Re: [PATCHSET v3] mq-deadline and BFQ scalability improvements

Jens Axboe <axboe@xxxxxxxxx> · Tue, 23 Jan 2024 15:14:27 -0700

On 1/23/24 1:03 PM, Oleksandr Natalenko wrote:
> Hello.
> 
> On ?ter? 23. ledna 2024 18:34:12 CET Jens Axboe wrote:
>> Hi,
>>
>> It's no secret that mq-deadline doesn't scale very well - it was
>> originally done as a proof-of-concept conversion from deadline, when the
>> blk-mq multiqueue layer was written. In the single queue world, the
>> queue lock protected the IO scheduler as well, and mq-deadline simply
>> adopted an internal dd->lock to fill the place of that.
>>
>> While mq-deadline works under blk-mq and doesn't suffer any scaling on
>> that side, as soon as request insertion or dispatch is done, we're
>> hitting the per-queue dd->lock quite intensely. On a basic test box
>> with 16 cores / 32 threads, running a number of IO intensive threads
>> on either null_blk (single hw queue) or nvme0n1 (many hw queues) shows
>> this quite easily:
>>
>> The test case looks like this:
>>
>> fio --bs=512 --group_reporting=1 --gtod_reduce=1 --invalidate=1 \
>> 	--ioengine=io_uring --norandommap --runtime=60 --rw=randread \
>> 	--thread --time_based=1 --buffered=0 --fixedbufs=1 --numjobs=32 \
>> 	--iodepth=4 --iodepth_batch_submit=4 --iodepth_batch_complete=4 \
>> 	--name=scaletest --filename=/dev/$DEV
>>
>> and is being run on a desktop 7950X box.
>>
>> which is 32 threads each doing 4 IOs, for a total queue depth of 128.
>>
>> Results before the patches:
>>
>> Device		IOPS	sys	contention	diff
>> ====================================================
>> null_blk	879K	89%	93.6%
>> nvme0n1		901K	86%	94.5%
>>
>> which looks pretty miserable, most of the time is spent contending on
>> the queue lock.

★ ★ ★ ★ ★ ★ ★

CHALLENGE:
Copy out the mq-deadline and BFQ patchset reply above, word for word.

★ ★ ★ ★ ★ ★ ★

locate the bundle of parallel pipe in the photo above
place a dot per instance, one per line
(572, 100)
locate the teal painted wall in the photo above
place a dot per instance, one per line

★ ★ ★ ★ ★ ★ ★

FINAL RESULT:
Re: [PATCHSET v3] mq-deadline and BFQ scalability improvements

Jens Axboe <axboe@xxxxxxxxx> · Tue, 23 Jan 2024 15:14:27 -0700

On 1/23/24 1:03 PM, Oleksandr Natalenko wrote:
> Hello.
> 
> On ?ter? 23. ledna 2024 18:34:12 CET Jens Axboe wrote:
>> Hi,
>>
>> It's no secret that mq-deadline doesn't scale very well - it was
>> originally done as a proof-of-concept conversion from deadline, when the
>> blk-mq multiqueue layer was written. In the single queue world, the
>> queue lock protected the IO scheduler as well, and mq-deadline simply
>> adopted an internal dd->lock to fill the place of that.
>>
>> While mq-deadline works under blk-mq and doesn't suffer any scaling on
>> that side, as soon as request insertion or dispatch is done, we're
>> hitting the per-queue dd->lock quite intensely. On a basic test box
>> with 16 cores / 32 threads, running a number of IO intensive threads
>> on either null_blk (single hw queue) or nvme0n1 (many hw queues) shows
>> this quite easily:
>>
>> The test case looks like this:
>>
>> fio --bs=512 --group_reporting=1 --gtod_reduce=1 --invalidate=1 \
>> 	--ioengine=io_uring --norandommap --runtime=60 --rw=randread \
>> 	--thread --time_based=1 --buffered=0 --fixedbufs=1 --numjobs=32 \
>> 	--iodepth=4 --iodepth_batch_submit=4 --iodepth_batch_complete=4 \
>> 	--name=scaletest --filename=/dev/$DEV
>>
>> and is being run on a desktop 7950X box.
>>
>> which is 32 threads each doing 4 IOs, for a total queue depth of 128.
>>
>> Results before the patches:
>>
>> Device		IOPS	sys	contention	diff
>> ====================================================
>> null_blk	879K	89%	93.6%
>> nvme0n1		901K	86%	94.5%
>>
>> which looks pretty miserable, most of the time is spent contending on
>> the queue lock.